Labeled-object pointing items:
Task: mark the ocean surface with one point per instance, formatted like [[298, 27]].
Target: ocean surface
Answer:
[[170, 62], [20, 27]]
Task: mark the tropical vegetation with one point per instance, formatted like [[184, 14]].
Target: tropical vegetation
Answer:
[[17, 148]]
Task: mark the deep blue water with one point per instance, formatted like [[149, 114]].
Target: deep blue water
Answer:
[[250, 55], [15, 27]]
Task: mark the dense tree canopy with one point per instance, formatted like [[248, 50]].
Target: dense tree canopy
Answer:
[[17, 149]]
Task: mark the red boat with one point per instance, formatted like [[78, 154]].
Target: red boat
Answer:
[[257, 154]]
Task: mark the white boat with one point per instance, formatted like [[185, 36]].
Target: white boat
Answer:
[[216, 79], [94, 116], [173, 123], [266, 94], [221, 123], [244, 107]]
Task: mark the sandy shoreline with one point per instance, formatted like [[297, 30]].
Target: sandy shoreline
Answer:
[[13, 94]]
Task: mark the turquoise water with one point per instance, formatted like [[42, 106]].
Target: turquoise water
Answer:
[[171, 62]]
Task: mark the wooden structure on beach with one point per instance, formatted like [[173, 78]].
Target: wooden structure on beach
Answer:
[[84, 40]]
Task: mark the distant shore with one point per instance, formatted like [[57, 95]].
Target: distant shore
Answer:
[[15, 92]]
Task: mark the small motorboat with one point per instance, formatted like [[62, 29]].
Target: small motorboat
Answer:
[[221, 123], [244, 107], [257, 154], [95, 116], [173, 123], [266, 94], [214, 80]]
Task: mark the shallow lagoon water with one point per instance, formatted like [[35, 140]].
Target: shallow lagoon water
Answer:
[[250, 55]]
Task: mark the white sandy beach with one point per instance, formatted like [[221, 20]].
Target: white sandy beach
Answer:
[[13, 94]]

REQUIRED TASK
Rewrite the part that opens with the line containing "Task: mark the white boat" and closes with the line containing "[[250, 55]]", requests included, multiplying every coordinate in the answers by 2.6 and rounding to whole numbers, with halves rounded up. Leave the format samples in the requests unchanged.

THE REPLY
Task: mark the white boat with one point per instance, formatted like [[185, 36]].
Target: white boat
Answer:
[[562, 205], [244, 302], [450, 320], [692, 244], [575, 320], [634, 278]]
Task: mark the sandy shoreline with one point per instance, formatted like [[297, 30]].
Target: sandy shoreline
Answer:
[[34, 244]]
Task: mark the turquoise water with one point per instance, formatted like [[42, 106]].
Target: turquoise water
Answer:
[[445, 161]]
Task: mark the wooden structure on beach with one point per instance, formatted like [[173, 78]].
Target: wooden structure on beach
Answer:
[[218, 104]]
Task: mark the distant shore with one point per instance, formatted like [[57, 95]].
Target: distant shore
Answer:
[[39, 239]]
Task: mark the small motorboat with one point per instance, formatted like [[62, 29]].
Target: small motorboat
Answer:
[[575, 320], [634, 278], [668, 400], [247, 302], [450, 320], [692, 244], [556, 208]]
Task: mark the shallow lagoon water with one point per instance, formatted like [[35, 140]].
Target: shallow lagoon water
Answer:
[[650, 143]]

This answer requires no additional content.